Stated exercise a: Reproduce the rows word for word, starting at the line containing "Where can the vertical" and continuing through the last line of the rows.

Text excerpt:
Peter Stella: That's fantastic. We're in the business, let's say, the great things, America, Hollywood, we produce lots of films and all that stuff- 

David Beckworth: I'm with you on this, yeah. 

Peter Stella: And we produce this thing, it's called safe asset, and we might not appreciate it, but the rest of the world… It's what makes the financial system work. $10 billion of bank reserves is not what makes the financial system. It's the trillions of dollars of treasury that's floating around that makes it work. 

David Beckworth: I completely agree with your point about… we provide a valuable service to the world. We're the banker to the world, of sorts.  Everyone looks to us and until the international monetary order changes, they need us. We've joked before on this show that one of our comparative advantages is exporting debt. 

Peter Stella: Absolutely. 

David Beckworth: It's a hard sell to Congress, maybe politically, but the world needs us. And this is, I guess, the Triffin dilemma that has been brought up in the past, that the world needs us to run these deficits, even though we don't need to run the deficits, they need us to run deficits. 

Peter Stella: I mean, you remember the panic when it looked like Clinton was going to repay the debt, it's like, oh, what are we going to do? How are we going to do monetary operations? 

David Beckworth: Yeah, what would have happened? What if we do pay off our national debt? Would that create chaos financial markets? 

Peter Stella: This is a question that I've looked at in the framework of developing government debt markets in countries that don't have government debt markets. There's this debate about, does the government have to be first or could the private sector do it. Let's say you're taking a case like Singapore, huge government surpluses, we want to have a domestic debt market. I think in the US, railroad bonds were kind of that triple-A thing at some point. Of course, they went bankrupt, but anyway. 

Peter Stella: So what the government of Singapore did, this kind of gets back to this issue with the debt. They decided to issue a ton of government debt. So let me take a step back, if you look at the balance sheet of the central monetary authority of Singapore, gigantic foreign reserves on the asset side, like 200 percent of GDP, I don't know ... What's on the liability side? Well, it's like foreign exchange swaps. This is different kind of derivatives to finance that, they could issue some of their own bills. But then they said, well, we'd like to develop a corporate debt market in Singapore, in Singapore dollars. We want to base that off the government yield curve, which is the normal way all the things are priced. 

Peter Stella: So the government decided to issue, I don't know, 50 percent of GDP in government debt, and just keep the money at the central bank. You just say, "Well, why would they do that?" 

Peter Stella: Well, they're trying to develop the debt market. Like, the market wanted this debt, they were able to issue it, and it basically replaced these other interest-bearing liabilities of the central bank. So in Singapore, the central bank pays interest on that deposit equivalent to the interest the government is paying on its debt. There's zero fiscal cost. Some other countries do this, Mexico, Israel. Government debt is issued in a gross sense to make the market more liquid. We don't have that problem in the United States, but if you did, you're issuing debt simply as a public good to the financial system. 

David Beckworth: That's interesting.

Stated exercise b: Using the conversation on government debt above, say yes or no to each statement and quote the words of the text that decide it: (i) Singapore's central bank pays interest on the deposit equal to what the government pays on its debt; (ii) the US railroad bonds mentioned never went bankrupt; (iii) Mexico and Israel are named as other countries that do this.

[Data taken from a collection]
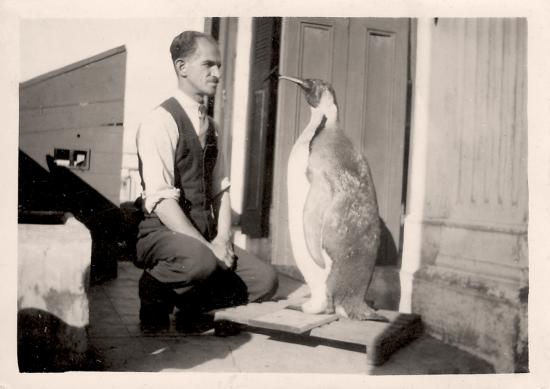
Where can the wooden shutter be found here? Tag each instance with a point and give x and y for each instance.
(261, 125)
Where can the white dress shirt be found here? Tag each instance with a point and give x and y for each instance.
(156, 139)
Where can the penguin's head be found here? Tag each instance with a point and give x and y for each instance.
(318, 92)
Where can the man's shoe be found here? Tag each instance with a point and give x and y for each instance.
(224, 328)
(193, 324)
(154, 317)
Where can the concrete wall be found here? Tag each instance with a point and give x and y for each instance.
(465, 262)
(53, 271)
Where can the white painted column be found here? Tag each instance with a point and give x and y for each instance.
(412, 244)
(239, 120)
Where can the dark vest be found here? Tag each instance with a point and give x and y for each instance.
(193, 167)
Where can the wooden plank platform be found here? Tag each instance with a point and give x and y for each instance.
(380, 339)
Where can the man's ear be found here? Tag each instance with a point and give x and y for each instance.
(181, 67)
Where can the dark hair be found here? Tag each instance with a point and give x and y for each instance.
(185, 44)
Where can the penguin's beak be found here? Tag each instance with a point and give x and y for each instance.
(294, 79)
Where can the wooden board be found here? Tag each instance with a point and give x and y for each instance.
(380, 339)
(289, 320)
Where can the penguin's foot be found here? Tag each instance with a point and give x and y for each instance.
(376, 317)
(364, 312)
(315, 306)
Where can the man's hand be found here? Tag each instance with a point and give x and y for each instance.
(223, 250)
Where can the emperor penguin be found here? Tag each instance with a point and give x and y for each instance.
(333, 213)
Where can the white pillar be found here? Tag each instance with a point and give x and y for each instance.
(412, 244)
(240, 120)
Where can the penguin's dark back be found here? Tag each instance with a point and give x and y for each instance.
(333, 156)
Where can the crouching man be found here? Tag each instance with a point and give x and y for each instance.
(184, 242)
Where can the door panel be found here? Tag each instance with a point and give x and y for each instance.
(376, 119)
(366, 61)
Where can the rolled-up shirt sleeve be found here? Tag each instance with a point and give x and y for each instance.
(156, 141)
(220, 175)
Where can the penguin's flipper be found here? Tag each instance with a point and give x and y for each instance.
(317, 202)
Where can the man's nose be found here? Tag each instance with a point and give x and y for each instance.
(215, 71)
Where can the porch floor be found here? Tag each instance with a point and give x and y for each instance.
(120, 345)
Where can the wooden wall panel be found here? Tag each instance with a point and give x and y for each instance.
(479, 111)
(79, 107)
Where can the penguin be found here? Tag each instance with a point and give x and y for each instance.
(333, 215)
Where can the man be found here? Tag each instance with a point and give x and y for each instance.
(184, 242)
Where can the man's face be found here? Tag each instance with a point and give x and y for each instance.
(202, 69)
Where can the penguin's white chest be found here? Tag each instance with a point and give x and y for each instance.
(298, 186)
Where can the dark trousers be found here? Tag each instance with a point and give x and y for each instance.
(180, 271)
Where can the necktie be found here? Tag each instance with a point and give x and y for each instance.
(203, 124)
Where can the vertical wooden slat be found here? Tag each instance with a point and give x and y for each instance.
(255, 216)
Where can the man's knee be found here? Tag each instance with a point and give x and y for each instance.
(201, 261)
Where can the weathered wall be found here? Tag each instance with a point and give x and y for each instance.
(53, 278)
(468, 233)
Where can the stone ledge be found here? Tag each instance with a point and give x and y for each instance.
(483, 316)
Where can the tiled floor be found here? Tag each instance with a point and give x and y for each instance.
(121, 346)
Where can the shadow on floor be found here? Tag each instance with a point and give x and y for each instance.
(46, 343)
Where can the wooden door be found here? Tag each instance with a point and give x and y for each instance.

Response a:
Where can the vertical wooden slat be found here? Tag each instance with a point and give x and y for each instance.
(255, 216)
Where can the man's knee be found here? Tag each instance with a point and give x and y for each instance.
(201, 261)
Where can the weathered wall be found here? Tag each instance with a point and give x and y for each instance.
(53, 278)
(468, 233)
Where can the stone ledge be found here? Tag each instance with a point and give x and y for each instance.
(483, 316)
Where can the tiled floor be found here? Tag each instance with a point and give x and y for each instance.
(121, 346)
Where can the shadow on floor be found here? Tag each instance with a point and give x and y for each instance.
(46, 343)
Where can the wooden door be found here? Tag each instance with a point and give x and y for each instance.

Response b:
(i) Yes: "the central bank pays interest on that deposit equivalent to the interest the government is paying on its debt."
(ii) No: "Of course, they went bankrupt, but anyway."
(iii) Yes: "Some other countries do this, Mexico, Israel."